Express the lines below as a JSON list of strings, one string per line, with blank lines left out. Leave the pictures out of your answer.

(Box annotations for photos)
>> start

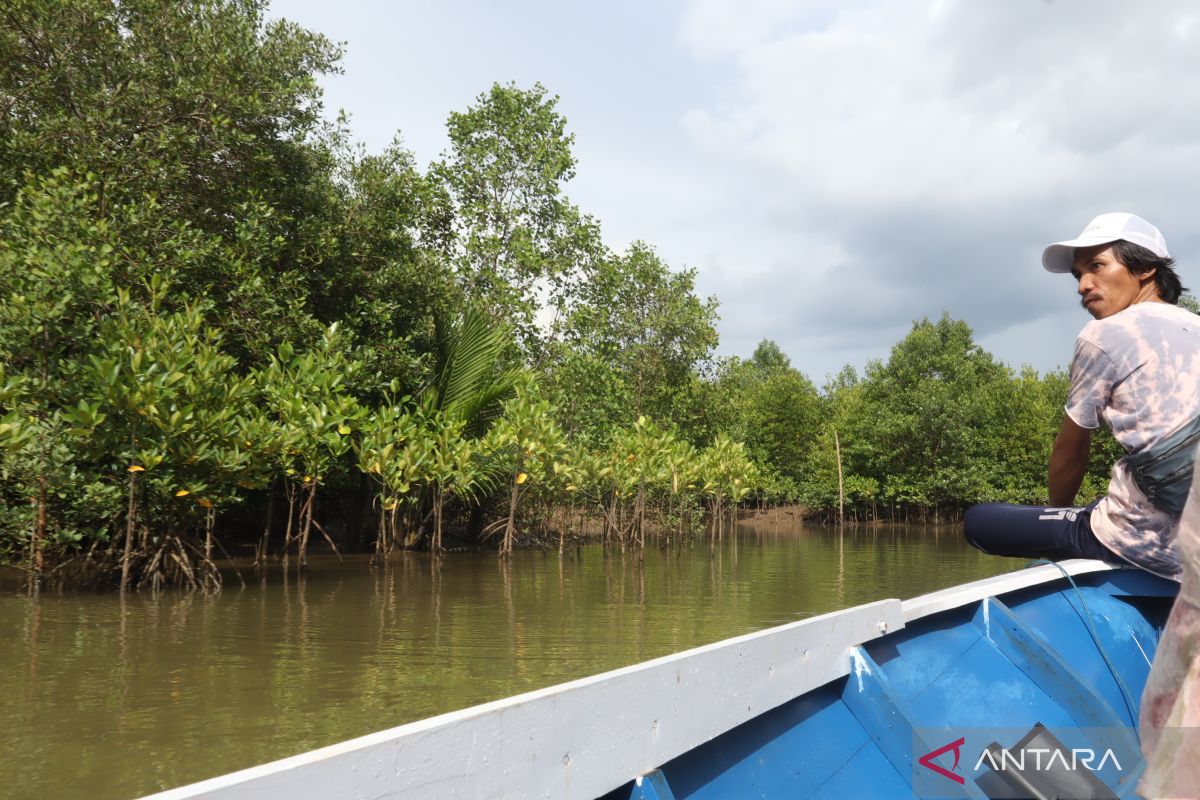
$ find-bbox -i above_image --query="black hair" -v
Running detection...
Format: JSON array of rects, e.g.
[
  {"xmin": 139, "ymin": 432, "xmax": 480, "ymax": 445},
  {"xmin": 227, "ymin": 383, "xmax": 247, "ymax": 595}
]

>> end

RESULT OF THE TASK:
[
  "$ find-bbox -i above_image --query=\"black hair\" -v",
  "Running detection...",
  "Format: JSON array of rects, e.g.",
  "[",
  "  {\"xmin\": 139, \"ymin\": 432, \"xmax\": 480, \"ymax\": 445},",
  "  {\"xmin\": 227, \"ymin\": 383, \"xmax\": 247, \"ymax\": 595}",
  "]"
]